▶ [QUOTED PASSAGE]:
------------------------------------------------------------------------
30th Anniversary Collector's Edition
Director Ridley Scott's visionary future noir is 30, and now only seven years away from the year in which it is set, incredible as that may seem. For those who've never seen this cult-favorite-turned-critically-acclaimed-classic, there's still time to grab a copy of “Blade Runner” 30th Anniversary Collector's Edition before its expiration date.
Based on the novel “Do Androids Dream of Electric Sheep?” by the brilliantly imaginative and off-the-beaten-track speculative fiction author Philip K. Dick, and adapted for the screen by Hampton Fancher and David Peoples, “Blade Runner” defied the usual science fiction conventions of a sleek and shiny yet-to-be world with a grittier, grimier version of the future that bore a closer resemblance to shadowy '40s gumshoe thrillers and hard-bitten '70s crime movies.
Los Angeles in 2019 is dark and rainy 24/7, with incredibly massive and towering buildings and flying “spinner cars” rising above seedy, overcrowded and trash-strewn streets that resemble a cross between the bawdier districts of downtown Saigon during the Vietnam War and New Orleans' old strip-joint row.
------------------------------------------------------------------------
▶ [SOURCE MATERIAL]:

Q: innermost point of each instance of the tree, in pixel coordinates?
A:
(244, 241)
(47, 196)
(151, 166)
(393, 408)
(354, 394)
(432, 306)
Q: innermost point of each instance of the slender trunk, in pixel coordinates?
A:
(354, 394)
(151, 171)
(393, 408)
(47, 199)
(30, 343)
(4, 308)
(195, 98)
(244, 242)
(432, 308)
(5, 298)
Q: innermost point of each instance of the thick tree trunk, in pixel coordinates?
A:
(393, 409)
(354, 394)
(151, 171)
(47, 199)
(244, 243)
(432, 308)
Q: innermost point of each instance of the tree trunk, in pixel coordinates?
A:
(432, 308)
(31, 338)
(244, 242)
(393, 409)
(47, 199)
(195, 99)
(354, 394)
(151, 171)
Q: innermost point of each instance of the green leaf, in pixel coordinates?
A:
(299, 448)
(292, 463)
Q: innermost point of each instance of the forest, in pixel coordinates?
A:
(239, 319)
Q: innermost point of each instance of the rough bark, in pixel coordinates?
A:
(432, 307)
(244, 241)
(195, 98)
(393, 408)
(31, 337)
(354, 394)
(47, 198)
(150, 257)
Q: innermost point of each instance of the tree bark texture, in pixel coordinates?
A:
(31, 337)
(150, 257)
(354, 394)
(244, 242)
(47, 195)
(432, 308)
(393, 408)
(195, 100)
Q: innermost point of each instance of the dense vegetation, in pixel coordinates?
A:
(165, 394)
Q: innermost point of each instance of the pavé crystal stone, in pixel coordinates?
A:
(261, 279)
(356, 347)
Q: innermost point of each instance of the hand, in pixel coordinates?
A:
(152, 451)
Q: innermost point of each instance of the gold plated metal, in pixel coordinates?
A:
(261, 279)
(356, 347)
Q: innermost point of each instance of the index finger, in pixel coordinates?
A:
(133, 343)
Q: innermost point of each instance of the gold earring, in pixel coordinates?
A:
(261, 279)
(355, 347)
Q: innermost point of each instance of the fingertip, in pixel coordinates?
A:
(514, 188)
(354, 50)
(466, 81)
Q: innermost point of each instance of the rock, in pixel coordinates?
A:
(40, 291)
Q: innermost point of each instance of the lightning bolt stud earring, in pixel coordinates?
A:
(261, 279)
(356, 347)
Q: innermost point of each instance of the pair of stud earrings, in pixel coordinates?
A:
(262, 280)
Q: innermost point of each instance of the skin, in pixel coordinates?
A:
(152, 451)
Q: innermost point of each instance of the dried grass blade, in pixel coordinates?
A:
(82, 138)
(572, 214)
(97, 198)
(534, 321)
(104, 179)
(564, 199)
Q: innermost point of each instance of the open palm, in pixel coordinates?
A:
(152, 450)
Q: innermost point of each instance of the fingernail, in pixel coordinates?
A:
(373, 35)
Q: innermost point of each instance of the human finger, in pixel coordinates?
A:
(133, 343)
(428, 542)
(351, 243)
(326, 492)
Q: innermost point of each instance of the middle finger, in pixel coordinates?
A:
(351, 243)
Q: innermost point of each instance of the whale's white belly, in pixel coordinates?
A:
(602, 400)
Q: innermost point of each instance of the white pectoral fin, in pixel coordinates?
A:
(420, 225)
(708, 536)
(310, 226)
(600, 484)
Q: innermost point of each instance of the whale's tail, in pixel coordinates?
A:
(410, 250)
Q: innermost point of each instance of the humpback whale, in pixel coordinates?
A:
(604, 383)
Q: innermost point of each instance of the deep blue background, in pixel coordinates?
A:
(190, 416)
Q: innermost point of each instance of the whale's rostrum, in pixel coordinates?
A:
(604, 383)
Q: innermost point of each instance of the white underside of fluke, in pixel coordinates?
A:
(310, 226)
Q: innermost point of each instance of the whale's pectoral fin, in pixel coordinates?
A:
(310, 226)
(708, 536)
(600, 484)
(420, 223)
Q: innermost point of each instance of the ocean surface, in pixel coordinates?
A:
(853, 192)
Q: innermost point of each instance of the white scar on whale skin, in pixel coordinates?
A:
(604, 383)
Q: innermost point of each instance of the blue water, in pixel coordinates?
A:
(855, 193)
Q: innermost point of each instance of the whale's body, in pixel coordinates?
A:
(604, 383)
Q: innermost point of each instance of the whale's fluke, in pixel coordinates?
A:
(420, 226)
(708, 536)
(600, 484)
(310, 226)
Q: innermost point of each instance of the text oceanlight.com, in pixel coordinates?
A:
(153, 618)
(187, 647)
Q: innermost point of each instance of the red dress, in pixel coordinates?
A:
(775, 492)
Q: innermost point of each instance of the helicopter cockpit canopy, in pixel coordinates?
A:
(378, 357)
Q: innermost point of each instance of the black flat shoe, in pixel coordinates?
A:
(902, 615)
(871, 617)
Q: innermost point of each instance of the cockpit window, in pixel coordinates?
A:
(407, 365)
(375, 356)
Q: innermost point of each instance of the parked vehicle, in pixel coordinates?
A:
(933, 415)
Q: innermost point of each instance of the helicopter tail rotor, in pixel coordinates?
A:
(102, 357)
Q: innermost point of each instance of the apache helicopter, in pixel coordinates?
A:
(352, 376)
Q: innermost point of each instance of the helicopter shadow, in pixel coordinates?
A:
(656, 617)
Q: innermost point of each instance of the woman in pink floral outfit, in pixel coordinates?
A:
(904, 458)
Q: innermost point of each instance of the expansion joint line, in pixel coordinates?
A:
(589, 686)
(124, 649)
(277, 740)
------------------------------------------------------------------------
▶ [WHAT YOU WILL DO]:
A – State who adapted the novel for the screen, according to the Blade Runner passage.
B – List every person named in the Blade Runner passage.
C – Explain how the film departed from the usual science fiction conventions, according to the Blade Runner passage.

▶ [TASK-BY-TASK RESULTS]:
A – Hampton Fancher and David Peoples

B – Ridley Scott, Philip K. Dick, Hampton Fancher, David Peoples

C – Instead of the usual sleek and shiny future world, it presented a grittier, grimier version of the future. That future looked more like shadowy '40s gumshoe thrillers and hard-bitten '70s crime movies.